Pointing records:
** Begin **

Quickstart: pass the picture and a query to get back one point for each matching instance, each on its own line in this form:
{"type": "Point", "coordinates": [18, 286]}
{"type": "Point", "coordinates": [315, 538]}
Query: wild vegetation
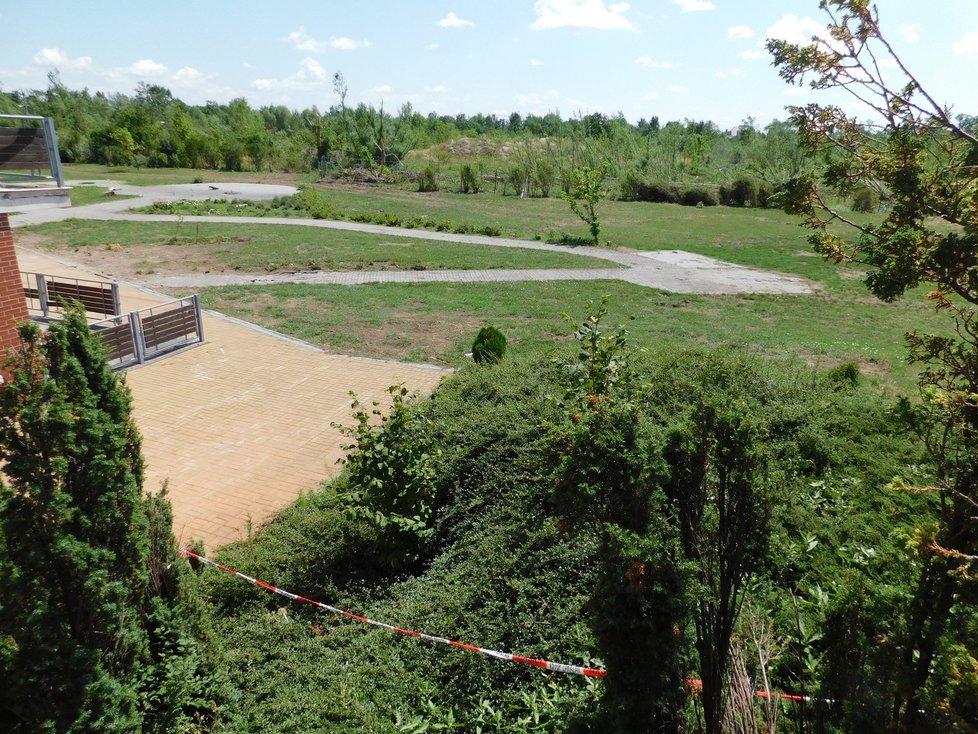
{"type": "Point", "coordinates": [674, 502]}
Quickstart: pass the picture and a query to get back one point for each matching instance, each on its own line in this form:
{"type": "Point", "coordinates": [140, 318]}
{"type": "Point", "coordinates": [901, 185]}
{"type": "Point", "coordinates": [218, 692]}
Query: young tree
{"type": "Point", "coordinates": [587, 191]}
{"type": "Point", "coordinates": [920, 159]}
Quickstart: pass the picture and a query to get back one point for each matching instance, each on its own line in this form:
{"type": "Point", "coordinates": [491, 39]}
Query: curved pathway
{"type": "Point", "coordinates": [671, 270]}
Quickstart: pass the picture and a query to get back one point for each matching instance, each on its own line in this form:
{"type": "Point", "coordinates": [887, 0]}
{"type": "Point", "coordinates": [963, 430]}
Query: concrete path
{"type": "Point", "coordinates": [241, 425]}
{"type": "Point", "coordinates": [671, 270]}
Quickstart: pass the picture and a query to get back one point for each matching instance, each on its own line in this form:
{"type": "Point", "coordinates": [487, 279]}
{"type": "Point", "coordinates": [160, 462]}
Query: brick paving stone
{"type": "Point", "coordinates": [239, 426]}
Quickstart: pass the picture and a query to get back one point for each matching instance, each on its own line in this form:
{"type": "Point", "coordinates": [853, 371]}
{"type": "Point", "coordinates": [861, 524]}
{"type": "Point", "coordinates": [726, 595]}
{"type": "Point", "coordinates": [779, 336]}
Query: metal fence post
{"type": "Point", "coordinates": [54, 158]}
{"type": "Point", "coordinates": [200, 318]}
{"type": "Point", "coordinates": [137, 337]}
{"type": "Point", "coordinates": [42, 293]}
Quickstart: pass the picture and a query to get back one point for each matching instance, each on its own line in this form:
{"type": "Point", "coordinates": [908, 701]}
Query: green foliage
{"type": "Point", "coordinates": [85, 617]}
{"type": "Point", "coordinates": [587, 192]}
{"type": "Point", "coordinates": [864, 199]}
{"type": "Point", "coordinates": [923, 161]}
{"type": "Point", "coordinates": [470, 180]}
{"type": "Point", "coordinates": [428, 179]}
{"type": "Point", "coordinates": [489, 345]}
{"type": "Point", "coordinates": [846, 373]}
{"type": "Point", "coordinates": [391, 467]}
{"type": "Point", "coordinates": [745, 192]}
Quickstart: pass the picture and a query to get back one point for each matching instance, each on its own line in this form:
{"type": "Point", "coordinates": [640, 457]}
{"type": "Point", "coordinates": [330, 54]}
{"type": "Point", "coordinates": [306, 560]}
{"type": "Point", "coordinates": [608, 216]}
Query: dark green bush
{"type": "Point", "coordinates": [428, 180]}
{"type": "Point", "coordinates": [845, 373]}
{"type": "Point", "coordinates": [697, 197]}
{"type": "Point", "coordinates": [864, 199]}
{"type": "Point", "coordinates": [633, 187]}
{"type": "Point", "coordinates": [471, 182]}
{"type": "Point", "coordinates": [489, 345]}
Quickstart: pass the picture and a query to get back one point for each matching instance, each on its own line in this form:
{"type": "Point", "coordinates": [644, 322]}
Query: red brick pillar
{"type": "Point", "coordinates": [13, 304]}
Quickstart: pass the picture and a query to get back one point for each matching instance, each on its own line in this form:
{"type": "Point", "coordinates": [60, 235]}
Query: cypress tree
{"type": "Point", "coordinates": [73, 567]}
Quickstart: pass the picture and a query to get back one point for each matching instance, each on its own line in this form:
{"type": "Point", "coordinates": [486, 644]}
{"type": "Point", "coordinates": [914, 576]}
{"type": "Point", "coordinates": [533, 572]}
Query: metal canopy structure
{"type": "Point", "coordinates": [30, 165]}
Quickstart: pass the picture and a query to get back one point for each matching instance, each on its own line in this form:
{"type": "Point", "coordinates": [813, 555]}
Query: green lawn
{"type": "Point", "coordinates": [436, 322]}
{"type": "Point", "coordinates": [158, 176]}
{"type": "Point", "coordinates": [264, 248]}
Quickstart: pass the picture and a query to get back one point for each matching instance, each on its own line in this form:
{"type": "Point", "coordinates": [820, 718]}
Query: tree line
{"type": "Point", "coordinates": [152, 128]}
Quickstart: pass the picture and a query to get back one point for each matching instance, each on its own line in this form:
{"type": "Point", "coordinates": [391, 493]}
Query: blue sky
{"type": "Point", "coordinates": [677, 59]}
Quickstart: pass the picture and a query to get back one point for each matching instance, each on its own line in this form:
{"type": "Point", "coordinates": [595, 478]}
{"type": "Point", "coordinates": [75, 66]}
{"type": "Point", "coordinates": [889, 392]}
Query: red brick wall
{"type": "Point", "coordinates": [13, 305]}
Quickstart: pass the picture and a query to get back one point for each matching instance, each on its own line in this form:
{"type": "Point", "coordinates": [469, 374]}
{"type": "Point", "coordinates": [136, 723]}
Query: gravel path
{"type": "Point", "coordinates": [671, 270]}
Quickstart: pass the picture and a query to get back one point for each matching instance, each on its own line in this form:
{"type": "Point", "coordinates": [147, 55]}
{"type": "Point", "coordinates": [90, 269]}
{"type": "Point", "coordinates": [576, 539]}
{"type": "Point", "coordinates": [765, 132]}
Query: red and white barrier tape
{"type": "Point", "coordinates": [543, 664]}
{"type": "Point", "coordinates": [536, 663]}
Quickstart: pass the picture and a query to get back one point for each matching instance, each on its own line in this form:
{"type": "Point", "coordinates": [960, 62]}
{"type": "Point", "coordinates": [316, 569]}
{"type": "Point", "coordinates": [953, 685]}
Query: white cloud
{"type": "Point", "coordinates": [740, 31]}
{"type": "Point", "coordinates": [910, 32]}
{"type": "Point", "coordinates": [187, 77]}
{"type": "Point", "coordinates": [793, 29]}
{"type": "Point", "coordinates": [581, 14]}
{"type": "Point", "coordinates": [694, 6]}
{"type": "Point", "coordinates": [647, 61]}
{"type": "Point", "coordinates": [147, 67]}
{"type": "Point", "coordinates": [304, 42]}
{"type": "Point", "coordinates": [453, 21]}
{"type": "Point", "coordinates": [347, 44]}
{"type": "Point", "coordinates": [533, 99]}
{"type": "Point", "coordinates": [967, 45]}
{"type": "Point", "coordinates": [312, 67]}
{"type": "Point", "coordinates": [57, 57]}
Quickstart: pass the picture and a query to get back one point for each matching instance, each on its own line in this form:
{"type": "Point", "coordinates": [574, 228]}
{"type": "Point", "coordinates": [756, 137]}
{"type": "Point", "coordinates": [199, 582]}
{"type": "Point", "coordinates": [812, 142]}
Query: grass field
{"type": "Point", "coordinates": [158, 176]}
{"type": "Point", "coordinates": [199, 246]}
{"type": "Point", "coordinates": [436, 322]}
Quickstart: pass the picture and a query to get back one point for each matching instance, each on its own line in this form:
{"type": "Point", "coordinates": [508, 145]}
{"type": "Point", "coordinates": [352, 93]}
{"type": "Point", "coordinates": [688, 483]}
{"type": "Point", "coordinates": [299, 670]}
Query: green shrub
{"type": "Point", "coordinates": [697, 197]}
{"type": "Point", "coordinates": [471, 181]}
{"type": "Point", "coordinates": [489, 345]}
{"type": "Point", "coordinates": [428, 180]}
{"type": "Point", "coordinates": [845, 373]}
{"type": "Point", "coordinates": [390, 468]}
{"type": "Point", "coordinates": [864, 199]}
{"type": "Point", "coordinates": [544, 177]}
{"type": "Point", "coordinates": [742, 192]}
{"type": "Point", "coordinates": [515, 177]}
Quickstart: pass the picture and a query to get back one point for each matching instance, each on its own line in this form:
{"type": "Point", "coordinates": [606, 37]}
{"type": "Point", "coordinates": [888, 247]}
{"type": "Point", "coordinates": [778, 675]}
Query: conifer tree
{"type": "Point", "coordinates": [73, 565]}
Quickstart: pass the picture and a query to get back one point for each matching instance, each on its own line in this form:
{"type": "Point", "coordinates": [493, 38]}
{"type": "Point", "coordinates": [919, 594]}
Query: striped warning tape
{"type": "Point", "coordinates": [543, 664]}
{"type": "Point", "coordinates": [536, 663]}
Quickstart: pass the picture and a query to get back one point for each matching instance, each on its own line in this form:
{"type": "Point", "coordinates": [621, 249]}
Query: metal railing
{"type": "Point", "coordinates": [46, 293]}
{"type": "Point", "coordinates": [140, 336]}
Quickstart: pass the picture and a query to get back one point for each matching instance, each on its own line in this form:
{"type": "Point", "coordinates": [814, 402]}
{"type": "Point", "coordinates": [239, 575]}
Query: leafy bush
{"type": "Point", "coordinates": [428, 180]}
{"type": "Point", "coordinates": [471, 182]}
{"type": "Point", "coordinates": [544, 177]}
{"type": "Point", "coordinates": [489, 345]}
{"type": "Point", "coordinates": [390, 467]}
{"type": "Point", "coordinates": [632, 187]}
{"type": "Point", "coordinates": [515, 177]}
{"type": "Point", "coordinates": [697, 197]}
{"type": "Point", "coordinates": [864, 199]}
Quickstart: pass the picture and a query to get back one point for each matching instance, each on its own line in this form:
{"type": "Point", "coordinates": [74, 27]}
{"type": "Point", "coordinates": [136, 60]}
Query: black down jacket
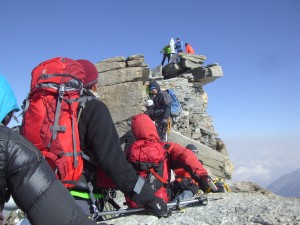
{"type": "Point", "coordinates": [32, 184]}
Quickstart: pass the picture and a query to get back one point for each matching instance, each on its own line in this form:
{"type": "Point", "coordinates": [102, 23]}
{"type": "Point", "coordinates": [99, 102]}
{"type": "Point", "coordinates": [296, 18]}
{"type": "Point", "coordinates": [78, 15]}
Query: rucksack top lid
{"type": "Point", "coordinates": [48, 71]}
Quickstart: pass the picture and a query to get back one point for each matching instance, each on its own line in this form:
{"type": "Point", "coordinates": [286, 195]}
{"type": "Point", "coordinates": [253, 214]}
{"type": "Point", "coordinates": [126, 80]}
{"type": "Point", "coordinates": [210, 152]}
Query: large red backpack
{"type": "Point", "coordinates": [51, 114]}
{"type": "Point", "coordinates": [149, 159]}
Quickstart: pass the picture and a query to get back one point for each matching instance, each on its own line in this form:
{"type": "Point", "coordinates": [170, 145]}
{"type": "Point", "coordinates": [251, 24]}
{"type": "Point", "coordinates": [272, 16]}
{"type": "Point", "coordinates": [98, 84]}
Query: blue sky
{"type": "Point", "coordinates": [255, 106]}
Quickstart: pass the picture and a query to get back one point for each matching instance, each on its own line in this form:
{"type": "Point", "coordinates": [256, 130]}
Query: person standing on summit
{"type": "Point", "coordinates": [189, 49]}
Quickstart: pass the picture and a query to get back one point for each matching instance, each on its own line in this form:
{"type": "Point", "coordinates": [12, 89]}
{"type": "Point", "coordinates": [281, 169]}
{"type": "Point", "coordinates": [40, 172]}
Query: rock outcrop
{"type": "Point", "coordinates": [122, 87]}
{"type": "Point", "coordinates": [246, 204]}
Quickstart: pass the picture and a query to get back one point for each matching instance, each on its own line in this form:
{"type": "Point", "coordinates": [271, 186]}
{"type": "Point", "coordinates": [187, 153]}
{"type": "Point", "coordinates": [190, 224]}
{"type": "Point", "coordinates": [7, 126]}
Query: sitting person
{"type": "Point", "coordinates": [160, 111]}
{"type": "Point", "coordinates": [189, 49]}
{"type": "Point", "coordinates": [154, 160]}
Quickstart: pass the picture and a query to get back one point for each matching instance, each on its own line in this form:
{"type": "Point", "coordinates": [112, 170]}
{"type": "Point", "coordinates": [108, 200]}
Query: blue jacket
{"type": "Point", "coordinates": [8, 100]}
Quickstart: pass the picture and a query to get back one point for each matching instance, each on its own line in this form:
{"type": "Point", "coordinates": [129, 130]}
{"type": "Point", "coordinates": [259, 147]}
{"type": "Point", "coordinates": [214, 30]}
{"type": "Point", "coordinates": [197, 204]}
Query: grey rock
{"type": "Point", "coordinates": [136, 57]}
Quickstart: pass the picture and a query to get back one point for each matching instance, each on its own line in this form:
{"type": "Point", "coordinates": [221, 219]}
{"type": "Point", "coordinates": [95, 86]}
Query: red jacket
{"type": "Point", "coordinates": [189, 49]}
{"type": "Point", "coordinates": [143, 128]}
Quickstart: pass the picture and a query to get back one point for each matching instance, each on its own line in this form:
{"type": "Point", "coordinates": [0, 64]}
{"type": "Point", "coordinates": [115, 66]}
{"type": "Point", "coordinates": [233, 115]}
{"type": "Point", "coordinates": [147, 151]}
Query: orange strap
{"type": "Point", "coordinates": [158, 177]}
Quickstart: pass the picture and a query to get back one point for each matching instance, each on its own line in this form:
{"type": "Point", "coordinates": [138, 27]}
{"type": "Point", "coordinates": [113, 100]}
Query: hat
{"type": "Point", "coordinates": [91, 73]}
{"type": "Point", "coordinates": [192, 147]}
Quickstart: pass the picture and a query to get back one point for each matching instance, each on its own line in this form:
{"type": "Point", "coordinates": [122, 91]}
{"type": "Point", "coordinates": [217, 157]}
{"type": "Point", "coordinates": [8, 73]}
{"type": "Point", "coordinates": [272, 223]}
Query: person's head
{"type": "Point", "coordinates": [192, 147]}
{"type": "Point", "coordinates": [91, 72]}
{"type": "Point", "coordinates": [8, 102]}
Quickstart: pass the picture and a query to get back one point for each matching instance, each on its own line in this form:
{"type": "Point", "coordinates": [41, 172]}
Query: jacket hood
{"type": "Point", "coordinates": [143, 128]}
{"type": "Point", "coordinates": [8, 101]}
{"type": "Point", "coordinates": [153, 83]}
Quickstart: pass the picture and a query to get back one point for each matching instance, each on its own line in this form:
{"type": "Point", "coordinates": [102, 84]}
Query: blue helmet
{"type": "Point", "coordinates": [8, 101]}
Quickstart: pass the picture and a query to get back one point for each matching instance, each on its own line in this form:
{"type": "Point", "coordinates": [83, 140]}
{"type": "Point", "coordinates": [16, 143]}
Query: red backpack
{"type": "Point", "coordinates": [149, 159]}
{"type": "Point", "coordinates": [51, 114]}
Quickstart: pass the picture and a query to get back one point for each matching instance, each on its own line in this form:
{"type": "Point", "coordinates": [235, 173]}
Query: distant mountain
{"type": "Point", "coordinates": [288, 185]}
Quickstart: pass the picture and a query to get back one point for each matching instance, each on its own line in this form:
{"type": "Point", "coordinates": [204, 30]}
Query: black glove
{"type": "Point", "coordinates": [157, 207]}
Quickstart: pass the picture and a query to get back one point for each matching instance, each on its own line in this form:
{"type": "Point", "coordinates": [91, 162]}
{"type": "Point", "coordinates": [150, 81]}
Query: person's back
{"type": "Point", "coordinates": [180, 159]}
{"type": "Point", "coordinates": [162, 108]}
{"type": "Point", "coordinates": [99, 139]}
{"type": "Point", "coordinates": [179, 45]}
{"type": "Point", "coordinates": [26, 175]}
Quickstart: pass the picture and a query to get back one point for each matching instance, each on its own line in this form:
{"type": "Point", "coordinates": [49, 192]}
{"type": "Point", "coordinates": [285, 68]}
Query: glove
{"type": "Point", "coordinates": [164, 125]}
{"type": "Point", "coordinates": [157, 207]}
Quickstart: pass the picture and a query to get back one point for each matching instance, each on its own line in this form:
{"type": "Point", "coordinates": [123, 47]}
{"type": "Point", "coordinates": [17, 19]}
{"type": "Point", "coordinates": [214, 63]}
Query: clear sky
{"type": "Point", "coordinates": [255, 106]}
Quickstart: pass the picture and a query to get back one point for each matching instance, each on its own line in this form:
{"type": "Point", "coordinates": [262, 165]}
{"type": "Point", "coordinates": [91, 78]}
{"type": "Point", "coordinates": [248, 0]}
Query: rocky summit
{"type": "Point", "coordinates": [247, 203]}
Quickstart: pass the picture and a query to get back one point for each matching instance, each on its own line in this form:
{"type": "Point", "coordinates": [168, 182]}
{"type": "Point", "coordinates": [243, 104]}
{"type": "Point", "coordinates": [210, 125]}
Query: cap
{"type": "Point", "coordinates": [91, 73]}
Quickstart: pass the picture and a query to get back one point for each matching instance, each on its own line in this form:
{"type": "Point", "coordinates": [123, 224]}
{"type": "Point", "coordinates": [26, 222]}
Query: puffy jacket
{"type": "Point", "coordinates": [179, 46]}
{"type": "Point", "coordinates": [189, 49]}
{"type": "Point", "coordinates": [32, 184]}
{"type": "Point", "coordinates": [100, 140]}
{"type": "Point", "coordinates": [179, 157]}
{"type": "Point", "coordinates": [26, 176]}
{"type": "Point", "coordinates": [8, 100]}
{"type": "Point", "coordinates": [162, 101]}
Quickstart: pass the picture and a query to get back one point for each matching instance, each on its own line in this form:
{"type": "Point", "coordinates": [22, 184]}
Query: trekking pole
{"type": "Point", "coordinates": [202, 200]}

** End **

### Request
Which lines in the records above contain the word "tape"? Show each of those lines in full.

### Full output
Query: red and white barrier tape
Query: striped warning tape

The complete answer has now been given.